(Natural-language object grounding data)
'''
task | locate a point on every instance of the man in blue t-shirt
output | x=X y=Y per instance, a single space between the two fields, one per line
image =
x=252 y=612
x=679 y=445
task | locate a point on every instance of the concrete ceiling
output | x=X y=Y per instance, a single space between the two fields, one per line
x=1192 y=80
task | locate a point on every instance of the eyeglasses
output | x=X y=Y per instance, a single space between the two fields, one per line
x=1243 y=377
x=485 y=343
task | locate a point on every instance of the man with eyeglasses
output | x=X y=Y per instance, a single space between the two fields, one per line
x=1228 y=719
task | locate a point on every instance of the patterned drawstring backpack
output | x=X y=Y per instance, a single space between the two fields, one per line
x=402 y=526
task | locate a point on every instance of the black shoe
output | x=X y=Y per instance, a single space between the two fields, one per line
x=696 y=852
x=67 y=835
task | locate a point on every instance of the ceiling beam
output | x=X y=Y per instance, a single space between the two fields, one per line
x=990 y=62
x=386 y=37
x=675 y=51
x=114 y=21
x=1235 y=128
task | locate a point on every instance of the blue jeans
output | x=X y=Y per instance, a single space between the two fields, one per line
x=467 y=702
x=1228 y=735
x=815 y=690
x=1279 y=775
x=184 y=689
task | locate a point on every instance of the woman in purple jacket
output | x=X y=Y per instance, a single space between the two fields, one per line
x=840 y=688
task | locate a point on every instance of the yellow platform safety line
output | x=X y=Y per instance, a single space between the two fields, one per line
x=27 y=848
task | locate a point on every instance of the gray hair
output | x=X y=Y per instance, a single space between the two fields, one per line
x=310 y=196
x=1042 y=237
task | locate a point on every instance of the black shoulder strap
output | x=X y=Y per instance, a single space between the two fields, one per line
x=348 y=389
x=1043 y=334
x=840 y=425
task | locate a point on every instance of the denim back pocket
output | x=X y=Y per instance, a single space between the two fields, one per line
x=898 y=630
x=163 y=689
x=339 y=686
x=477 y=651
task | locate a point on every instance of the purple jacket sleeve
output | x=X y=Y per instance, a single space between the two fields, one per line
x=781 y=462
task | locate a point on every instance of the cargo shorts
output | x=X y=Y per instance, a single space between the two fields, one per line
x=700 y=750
'''
Please set down, with no changes, the line that contains "task | locate a point on every instance of the yellow" and all the lines after it until the entries end; write nothing besides them.

task | locate a point on every instance of the yellow platform safety line
output | x=X y=Y per instance, a single space between the two fields, one per line
x=27 y=848
task | locate a point on every instance of the gray hair
output | x=X y=Y per instance, a single space between the two fields, one per line
x=310 y=196
x=1042 y=237
task | locate a point on every instance of the black shoulder strap
output | x=X y=Y per instance, a single space between the two fields, one per line
x=348 y=389
x=1043 y=334
x=840 y=425
task | locate a point on every instance of the denim back pocket
output | x=X y=Y per instance, a single space between the two fields, one per line
x=898 y=630
x=163 y=689
x=339 y=686
x=477 y=651
task | locate a point on every instance of the purple jacket sleeve
output | x=X y=Y per instance, a single space between the two fields, one per line
x=781 y=462
task | locate a point on every instance of the cargo shorts
output | x=X y=Y per instance, a single space between the two fields, one per line
x=700 y=750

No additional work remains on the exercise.